━━━━━ Raw data ━━━━━
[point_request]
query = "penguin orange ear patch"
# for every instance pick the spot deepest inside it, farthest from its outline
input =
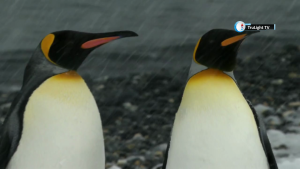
(46, 44)
(97, 42)
(232, 40)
━━━━━
▶ What is expected
Output the records above in their entirety and exactly, leaving out all images.

▶ Response
[point_request]
query = "penguin orange ear patch"
# for every instance pick the spot deepest inside it, farthest from its outline
input =
(46, 44)
(97, 42)
(232, 40)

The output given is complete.